§ **Task description**: Can you gather every line of the data below that contains the string "shirt", copying each one in full? Case counts.

--- begin Records to use ---

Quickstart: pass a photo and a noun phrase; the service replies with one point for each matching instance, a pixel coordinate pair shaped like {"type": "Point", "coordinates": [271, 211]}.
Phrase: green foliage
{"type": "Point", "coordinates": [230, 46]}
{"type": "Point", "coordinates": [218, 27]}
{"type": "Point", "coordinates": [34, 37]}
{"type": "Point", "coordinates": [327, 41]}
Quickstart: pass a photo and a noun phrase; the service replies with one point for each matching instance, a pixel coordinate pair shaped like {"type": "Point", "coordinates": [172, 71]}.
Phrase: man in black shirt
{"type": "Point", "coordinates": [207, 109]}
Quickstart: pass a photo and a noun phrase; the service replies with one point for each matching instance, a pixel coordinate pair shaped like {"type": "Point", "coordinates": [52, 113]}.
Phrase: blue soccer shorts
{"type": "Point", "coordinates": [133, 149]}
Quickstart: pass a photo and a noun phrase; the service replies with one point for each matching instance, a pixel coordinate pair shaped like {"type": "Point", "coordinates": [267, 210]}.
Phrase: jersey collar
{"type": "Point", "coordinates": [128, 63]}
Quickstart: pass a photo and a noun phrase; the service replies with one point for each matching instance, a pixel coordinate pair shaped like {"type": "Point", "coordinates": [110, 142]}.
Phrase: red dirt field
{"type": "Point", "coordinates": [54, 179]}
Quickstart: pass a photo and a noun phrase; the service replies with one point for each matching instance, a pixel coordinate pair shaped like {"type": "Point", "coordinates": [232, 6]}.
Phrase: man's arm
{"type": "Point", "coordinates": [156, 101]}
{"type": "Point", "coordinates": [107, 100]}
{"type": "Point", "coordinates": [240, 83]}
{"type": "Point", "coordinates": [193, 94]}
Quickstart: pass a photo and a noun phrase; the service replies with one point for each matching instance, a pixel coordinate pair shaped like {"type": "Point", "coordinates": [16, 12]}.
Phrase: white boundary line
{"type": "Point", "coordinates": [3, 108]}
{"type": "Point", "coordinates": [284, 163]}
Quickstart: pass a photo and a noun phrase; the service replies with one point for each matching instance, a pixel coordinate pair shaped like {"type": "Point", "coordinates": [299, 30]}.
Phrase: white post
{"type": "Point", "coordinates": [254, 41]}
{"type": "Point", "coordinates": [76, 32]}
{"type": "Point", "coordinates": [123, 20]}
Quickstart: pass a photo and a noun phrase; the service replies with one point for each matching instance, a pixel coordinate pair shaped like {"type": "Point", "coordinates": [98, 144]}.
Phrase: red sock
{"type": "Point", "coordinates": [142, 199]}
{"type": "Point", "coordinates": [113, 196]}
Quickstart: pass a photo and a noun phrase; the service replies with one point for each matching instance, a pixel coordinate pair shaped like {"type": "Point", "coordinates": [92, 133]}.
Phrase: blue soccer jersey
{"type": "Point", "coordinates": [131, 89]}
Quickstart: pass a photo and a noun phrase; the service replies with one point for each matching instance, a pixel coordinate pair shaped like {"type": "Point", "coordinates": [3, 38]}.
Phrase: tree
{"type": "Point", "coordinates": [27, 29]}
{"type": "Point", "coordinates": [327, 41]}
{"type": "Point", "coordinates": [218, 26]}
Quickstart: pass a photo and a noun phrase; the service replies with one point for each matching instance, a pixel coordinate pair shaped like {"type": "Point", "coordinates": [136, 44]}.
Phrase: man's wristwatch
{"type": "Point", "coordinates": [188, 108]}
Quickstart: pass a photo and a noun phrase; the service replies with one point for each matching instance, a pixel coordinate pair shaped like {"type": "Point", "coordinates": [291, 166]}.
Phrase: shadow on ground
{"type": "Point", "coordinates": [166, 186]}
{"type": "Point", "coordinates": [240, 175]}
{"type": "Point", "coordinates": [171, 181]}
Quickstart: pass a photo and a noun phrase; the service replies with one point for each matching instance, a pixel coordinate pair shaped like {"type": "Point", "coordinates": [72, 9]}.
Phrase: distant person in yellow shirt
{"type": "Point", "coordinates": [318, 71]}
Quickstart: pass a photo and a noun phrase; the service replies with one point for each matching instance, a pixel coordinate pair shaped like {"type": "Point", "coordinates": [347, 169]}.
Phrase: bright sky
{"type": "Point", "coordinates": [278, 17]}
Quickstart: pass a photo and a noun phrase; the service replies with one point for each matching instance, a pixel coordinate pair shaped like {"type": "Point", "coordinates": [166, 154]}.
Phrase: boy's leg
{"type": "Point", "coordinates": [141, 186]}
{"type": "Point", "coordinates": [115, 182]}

--- end Records to use ---

§ **Written answer**:
Phrase: man in black shirt
Phrase: distant person in yellow shirt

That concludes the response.